WHAT TO WORK ON
A: In the forum thread on TKGI snapshot support, what path replaces /var/lib/kubelet in the vsphere-csi-node DaemonSet section?
B: Write what comes next in the forum thread on TKGI snapshot support, starting right after its last sentence.

TEXT PASSAGE
VMware Modern Apps Community
ajgodzilla1
Contributor
Contributor

TKGI 1.14 Enabling snapshot support

I have deployed TKGI version 1.14.0 and per documentation, this should have CSI drivers v2.5.1 that have support for volume snapshots.. I am using the automatically  installed CSI drivers and not the manually installed as recommended.  

I am having issues when trying to run the deploy-csi-snapshot-components.sh  as indicated at this site: https://docs.vmware.com/en/VMware-vSphere-Container-Storage-Plug-in/2.0/vmware-vsphere-csp-getting-s...

It seems to fail because snapshot controller that it is trying to deploy on the master node is failing because it could not find a node that matched the nodeSelector which in this case is the master node.

I noticed that when I run "kubectl get nodes", only worker nodes show up and not master node.  Is this hidden? OR is there a configuration file or something I have to modify to have the master node be listed in "kubectl get nodes".   Because it can not find the master node this script is failing.

Another thing I noticed in the script is that it looking for the vsphere-csi-controller pod within the vmware-system-csi and when I run "kubectl get pods -n vmware-system-csi" there are no resources running.  Again I am using the "automatically installed CSI driver".  Is there something I am missing in the deployment of the cluster and TKG-I that is not properly deploying these pods as defined in the vsphere-csi-driver.yaml file.   I tried to manually install the CSI drivers, however, the CSI driver also expects the master node to be listed when doing a "kubectl get nodes".

Any advise would be most helpful...

Thanks,

AJ

 

0 Kudos
3 Replies
euclidsunyong
VMware Employee
VMware Employee

TKGI integrated CSI driver does not included the snapshot services yet. it is not listed as a support feature. we plan to add snapshot capability in next TKGI minor version.

0 Kudos
ajgodzilla1
Contributor
Contributor

Much thanks for that information.  I will look forward to that version once released.  However, I got it working by doing the following:

  1. Deployed the cluster WITHOUT the automatically installed CSI driver even though it is recommended in the TKGI 1.14 docs. Did this by setting NO under Storage of the TKGI tile in opsman.
  2. Manually installed the csidriver as recommended using TKGI 1.12 instructions https://docs.pivotal.io/tkgi/1-12/vsphere-cns-manual.html .Thus modified the 2.5.2 vsphere-csi-driver.yaml  as mentioned in the above docs which is to  modify the vSphere CSI Driver vsphere-csi-driver.yaml configuration file as follows:

    a. Remove the following nodeselector from the vsphere-csi-controller Deployment section:

  nodeSelector:
    node-role.kubernetes.io/master: ""

     b. In the vsphere-csi-node DaemonSet section, replace all occurrences of /var/lib/kubelet with /var/vcap/data/kubelet.

 

 

3. For the snapshot deployment script, I also modified the 2.5.2 deployment-csi-snapshot-components.sh to remove the nodeSelector when deploying the snapshot-controller and snapshot-validation-deployment sections.  I had already done this before, however, as I mentioned to you over the call,  it worked until it started looking for the vsphere-csi-controller which was not present when using the automatically installed CSIDriver. Since the manually installed 2.5.2 CSI driver now has vsphere-csi-controller pod running, this script now completes.  Diff is shown below.

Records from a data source
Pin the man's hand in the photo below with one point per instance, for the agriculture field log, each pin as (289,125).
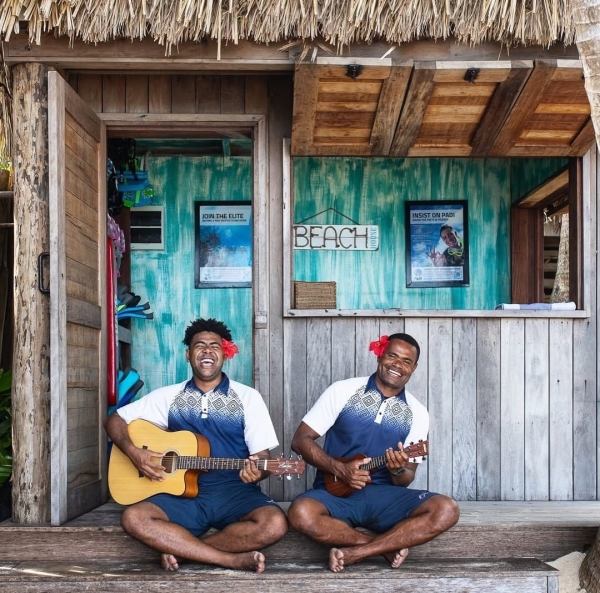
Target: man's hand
(395,460)
(250,473)
(149,463)
(351,473)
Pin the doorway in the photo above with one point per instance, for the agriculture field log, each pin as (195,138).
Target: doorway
(163,264)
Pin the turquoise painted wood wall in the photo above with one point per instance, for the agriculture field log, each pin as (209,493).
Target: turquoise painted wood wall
(374,191)
(166,278)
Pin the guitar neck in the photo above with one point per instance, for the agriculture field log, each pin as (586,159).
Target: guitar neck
(206,463)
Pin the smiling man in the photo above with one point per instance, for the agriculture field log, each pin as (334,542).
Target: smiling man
(236,422)
(377,417)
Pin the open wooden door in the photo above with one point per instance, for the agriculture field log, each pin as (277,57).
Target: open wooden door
(77,164)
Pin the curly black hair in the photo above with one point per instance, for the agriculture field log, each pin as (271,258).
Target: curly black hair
(202,325)
(409,340)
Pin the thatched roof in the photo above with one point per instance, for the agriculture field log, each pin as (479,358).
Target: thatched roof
(337,22)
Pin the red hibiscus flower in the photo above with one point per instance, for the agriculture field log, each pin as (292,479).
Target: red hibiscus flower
(379,347)
(229,348)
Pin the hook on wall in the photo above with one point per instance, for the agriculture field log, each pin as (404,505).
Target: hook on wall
(353,71)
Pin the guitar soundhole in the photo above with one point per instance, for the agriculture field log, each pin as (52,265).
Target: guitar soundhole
(170,462)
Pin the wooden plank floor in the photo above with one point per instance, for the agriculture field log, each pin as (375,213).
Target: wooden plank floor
(543,530)
(472,514)
(425,576)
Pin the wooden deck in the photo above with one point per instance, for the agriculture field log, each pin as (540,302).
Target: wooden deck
(496,546)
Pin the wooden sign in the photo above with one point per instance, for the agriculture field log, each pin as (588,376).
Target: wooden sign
(336,237)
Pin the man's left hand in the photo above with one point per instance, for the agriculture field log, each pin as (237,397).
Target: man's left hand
(396,459)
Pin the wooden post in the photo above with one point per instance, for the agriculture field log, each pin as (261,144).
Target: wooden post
(589,571)
(31,361)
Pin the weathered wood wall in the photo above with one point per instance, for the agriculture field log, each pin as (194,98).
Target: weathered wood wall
(512,400)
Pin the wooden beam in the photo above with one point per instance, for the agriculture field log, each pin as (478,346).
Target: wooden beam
(144,55)
(584,140)
(538,195)
(31,368)
(525,105)
(306,91)
(576,232)
(527,245)
(388,109)
(419,92)
(499,108)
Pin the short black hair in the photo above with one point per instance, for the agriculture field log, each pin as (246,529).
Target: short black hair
(409,340)
(202,325)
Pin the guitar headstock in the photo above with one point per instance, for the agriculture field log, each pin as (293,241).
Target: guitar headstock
(281,465)
(420,449)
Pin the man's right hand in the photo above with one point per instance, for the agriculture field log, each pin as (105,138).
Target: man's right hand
(148,462)
(351,473)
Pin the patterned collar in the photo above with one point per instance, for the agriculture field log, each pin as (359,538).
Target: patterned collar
(222,387)
(372,386)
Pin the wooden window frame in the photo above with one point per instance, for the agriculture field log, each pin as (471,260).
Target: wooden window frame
(527,236)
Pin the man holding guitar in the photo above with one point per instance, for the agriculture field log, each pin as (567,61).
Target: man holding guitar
(236,423)
(364,418)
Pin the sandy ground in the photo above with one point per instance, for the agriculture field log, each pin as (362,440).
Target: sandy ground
(568,580)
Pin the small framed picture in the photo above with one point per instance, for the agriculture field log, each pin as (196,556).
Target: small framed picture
(437,244)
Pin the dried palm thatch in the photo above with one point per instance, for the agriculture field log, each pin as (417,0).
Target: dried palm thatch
(337,22)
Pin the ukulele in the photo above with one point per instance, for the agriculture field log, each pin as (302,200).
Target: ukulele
(337,487)
(185,455)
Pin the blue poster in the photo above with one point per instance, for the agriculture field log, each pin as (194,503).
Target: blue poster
(223,244)
(437,251)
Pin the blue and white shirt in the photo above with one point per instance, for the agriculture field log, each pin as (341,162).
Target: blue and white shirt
(357,418)
(232,416)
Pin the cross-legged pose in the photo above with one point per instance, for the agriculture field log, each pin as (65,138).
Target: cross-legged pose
(236,423)
(373,416)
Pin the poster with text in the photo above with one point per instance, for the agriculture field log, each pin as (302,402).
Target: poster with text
(223,245)
(437,245)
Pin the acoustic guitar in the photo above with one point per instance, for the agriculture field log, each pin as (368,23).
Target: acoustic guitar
(338,487)
(184,455)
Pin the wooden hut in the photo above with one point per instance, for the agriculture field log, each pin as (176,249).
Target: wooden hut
(329,120)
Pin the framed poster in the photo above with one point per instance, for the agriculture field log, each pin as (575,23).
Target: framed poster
(437,244)
(223,257)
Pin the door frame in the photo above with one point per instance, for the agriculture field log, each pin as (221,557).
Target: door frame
(181,125)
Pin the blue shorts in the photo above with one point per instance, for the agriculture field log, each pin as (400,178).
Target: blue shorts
(377,507)
(215,506)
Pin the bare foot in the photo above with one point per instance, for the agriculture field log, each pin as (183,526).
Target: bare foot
(396,558)
(336,560)
(250,561)
(169,562)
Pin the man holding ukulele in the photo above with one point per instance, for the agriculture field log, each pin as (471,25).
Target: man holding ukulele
(374,416)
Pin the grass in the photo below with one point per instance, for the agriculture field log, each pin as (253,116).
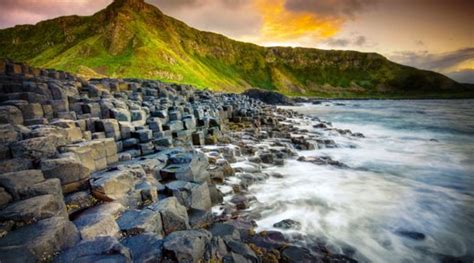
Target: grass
(121,42)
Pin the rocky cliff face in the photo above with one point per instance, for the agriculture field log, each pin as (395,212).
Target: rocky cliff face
(133,39)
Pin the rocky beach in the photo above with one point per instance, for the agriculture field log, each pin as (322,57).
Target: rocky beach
(127,170)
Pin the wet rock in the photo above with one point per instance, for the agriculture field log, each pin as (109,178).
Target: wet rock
(34,209)
(79,201)
(200,218)
(225,231)
(297,254)
(187,167)
(50,186)
(134,222)
(16,182)
(191,195)
(240,201)
(5,197)
(112,185)
(324,160)
(269,97)
(174,216)
(99,221)
(11,114)
(69,170)
(101,249)
(37,148)
(217,196)
(242,249)
(145,247)
(287,224)
(187,246)
(41,239)
(411,234)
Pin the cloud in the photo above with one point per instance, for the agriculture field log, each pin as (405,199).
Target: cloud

RESPONSES TO THE TASKS
A: /var/vcap/data/kubelet

B:
$ diff 2.5.2deploy-csi-snapshot-components.sh.orig 2.5.2deploy-csi-snapshot-components.sh

167c167

<       kubectl patch deployment -n kube-system snapshot-controller --patch '{"spec": {"template": {"spec": {"nodeSelector": {"node-role.kubernetes.io/master": ""}, "tolerations": [{"key":"node-role.kubernetes.io/master","operator":"Exists", "effect":"NoSchedule"}]}}}}'

---

>       kubectl patch deployment -n kube-system snapshot-controller --patch '{"spec": {"template": {"spec": {"tolerations": [{"key":"node-role.kubernetes.io/master","operator":"Exists", "effect":"NoSchedule"}]}}}}'

228c228

<       kubectl patch deployment -n kube-system snapshot-validation-deployment --patch '{"spec": {"template": {"spec": {"nodeSelector": {"node-role.kubernetes.io/master": ""}, "tolerations": [{"key":"node-role.kubernetes.io/master","operator":"Exists", "effect":"NoSchedule"}]}}}}'

---

>       kubectl patch deployment -n kube-system snapshot-validation-deployment --patch '{"spec": {"template": {"spec": {"tolerations": [{"key":"node-role.kubernetes.io/master","operator":"Exists", "effect":"NoSchedule"}]}}}}'

 

As you can see below the pods that were deployed after running the csi driver script and the snapshot deployment script.  The number of replicas can be modified in the csi driver yaml to only run 1 replica if you only have 1 control-plane (master).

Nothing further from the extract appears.